Starting at the line that reads "spot the white van." and ending with the last of the items, write every line out again, requests included, scaling each coordinate in the answers by 1.7 and rounding it to a whole number, with halves rounded up.
Start of Records for the exercise
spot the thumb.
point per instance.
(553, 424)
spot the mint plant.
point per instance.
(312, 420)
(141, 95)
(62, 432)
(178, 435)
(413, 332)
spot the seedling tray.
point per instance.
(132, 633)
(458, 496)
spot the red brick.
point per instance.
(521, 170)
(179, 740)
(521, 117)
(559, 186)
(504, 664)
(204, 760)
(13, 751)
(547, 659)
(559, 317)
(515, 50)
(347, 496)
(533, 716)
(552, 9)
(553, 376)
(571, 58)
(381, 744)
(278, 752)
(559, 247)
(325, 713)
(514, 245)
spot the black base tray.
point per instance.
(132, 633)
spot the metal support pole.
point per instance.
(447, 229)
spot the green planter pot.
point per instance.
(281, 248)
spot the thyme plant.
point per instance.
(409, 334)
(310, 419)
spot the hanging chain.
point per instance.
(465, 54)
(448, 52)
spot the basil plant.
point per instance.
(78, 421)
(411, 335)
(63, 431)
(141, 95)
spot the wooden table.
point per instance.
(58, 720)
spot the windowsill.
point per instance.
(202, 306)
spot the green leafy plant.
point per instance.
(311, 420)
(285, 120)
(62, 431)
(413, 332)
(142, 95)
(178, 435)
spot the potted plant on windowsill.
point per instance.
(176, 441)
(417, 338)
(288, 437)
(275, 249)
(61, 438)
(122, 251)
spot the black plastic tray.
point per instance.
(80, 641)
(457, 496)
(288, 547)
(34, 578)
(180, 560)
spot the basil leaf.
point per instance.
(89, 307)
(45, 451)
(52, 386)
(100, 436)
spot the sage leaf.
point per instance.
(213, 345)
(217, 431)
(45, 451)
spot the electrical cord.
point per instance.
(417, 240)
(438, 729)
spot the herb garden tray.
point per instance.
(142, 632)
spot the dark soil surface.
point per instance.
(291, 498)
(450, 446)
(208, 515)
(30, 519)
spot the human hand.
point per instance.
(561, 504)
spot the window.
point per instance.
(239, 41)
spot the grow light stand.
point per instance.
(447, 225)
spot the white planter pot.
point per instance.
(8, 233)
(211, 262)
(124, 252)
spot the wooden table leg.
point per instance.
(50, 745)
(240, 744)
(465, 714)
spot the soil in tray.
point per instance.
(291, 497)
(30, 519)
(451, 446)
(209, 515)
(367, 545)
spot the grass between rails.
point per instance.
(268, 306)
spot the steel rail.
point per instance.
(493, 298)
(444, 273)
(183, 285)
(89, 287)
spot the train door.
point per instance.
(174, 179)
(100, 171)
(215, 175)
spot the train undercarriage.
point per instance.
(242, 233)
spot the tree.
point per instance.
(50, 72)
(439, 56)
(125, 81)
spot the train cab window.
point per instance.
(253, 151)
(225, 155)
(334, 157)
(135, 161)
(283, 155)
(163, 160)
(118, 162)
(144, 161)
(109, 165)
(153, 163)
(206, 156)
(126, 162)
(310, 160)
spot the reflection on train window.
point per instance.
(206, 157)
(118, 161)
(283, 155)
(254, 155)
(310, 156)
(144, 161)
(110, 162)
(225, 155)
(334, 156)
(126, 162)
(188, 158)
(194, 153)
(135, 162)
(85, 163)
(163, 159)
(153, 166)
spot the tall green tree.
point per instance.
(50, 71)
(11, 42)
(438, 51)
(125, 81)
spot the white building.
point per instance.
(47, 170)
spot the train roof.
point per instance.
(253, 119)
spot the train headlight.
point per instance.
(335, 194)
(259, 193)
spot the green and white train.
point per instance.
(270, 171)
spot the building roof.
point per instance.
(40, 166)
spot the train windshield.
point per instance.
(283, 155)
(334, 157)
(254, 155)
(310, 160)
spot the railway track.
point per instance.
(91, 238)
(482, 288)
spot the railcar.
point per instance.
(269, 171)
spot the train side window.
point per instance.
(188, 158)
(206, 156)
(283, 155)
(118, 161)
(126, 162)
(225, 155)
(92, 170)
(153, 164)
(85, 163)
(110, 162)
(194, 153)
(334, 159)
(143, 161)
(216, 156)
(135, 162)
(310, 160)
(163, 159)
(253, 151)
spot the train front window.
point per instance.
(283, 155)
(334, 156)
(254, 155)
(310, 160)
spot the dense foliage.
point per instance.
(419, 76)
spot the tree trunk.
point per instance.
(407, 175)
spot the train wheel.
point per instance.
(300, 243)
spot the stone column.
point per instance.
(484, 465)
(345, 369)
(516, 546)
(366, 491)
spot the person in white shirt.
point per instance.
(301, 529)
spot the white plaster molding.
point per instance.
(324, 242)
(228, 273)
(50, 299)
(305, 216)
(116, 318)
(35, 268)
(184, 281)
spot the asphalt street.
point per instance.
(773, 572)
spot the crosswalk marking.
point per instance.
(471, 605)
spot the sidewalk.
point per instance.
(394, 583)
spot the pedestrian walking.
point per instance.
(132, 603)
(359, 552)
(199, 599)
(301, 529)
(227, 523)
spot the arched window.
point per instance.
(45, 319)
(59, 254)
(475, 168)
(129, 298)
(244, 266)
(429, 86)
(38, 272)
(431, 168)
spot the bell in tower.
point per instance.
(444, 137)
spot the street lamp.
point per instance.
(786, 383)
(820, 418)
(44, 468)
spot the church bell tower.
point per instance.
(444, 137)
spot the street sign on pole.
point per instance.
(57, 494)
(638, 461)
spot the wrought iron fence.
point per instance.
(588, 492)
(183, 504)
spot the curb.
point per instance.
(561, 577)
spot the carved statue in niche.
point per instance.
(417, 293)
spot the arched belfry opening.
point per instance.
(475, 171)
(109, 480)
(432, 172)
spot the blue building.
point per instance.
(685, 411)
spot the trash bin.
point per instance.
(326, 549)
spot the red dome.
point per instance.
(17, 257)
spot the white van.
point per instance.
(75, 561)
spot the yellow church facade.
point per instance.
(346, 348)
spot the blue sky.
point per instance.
End of Records for the exercise
■ Exercise response
spot the white van.
point per instance.
(128, 954)
spot the yellow church facade.
point per instance.
(588, 592)
spot the blue sky.
point per instance.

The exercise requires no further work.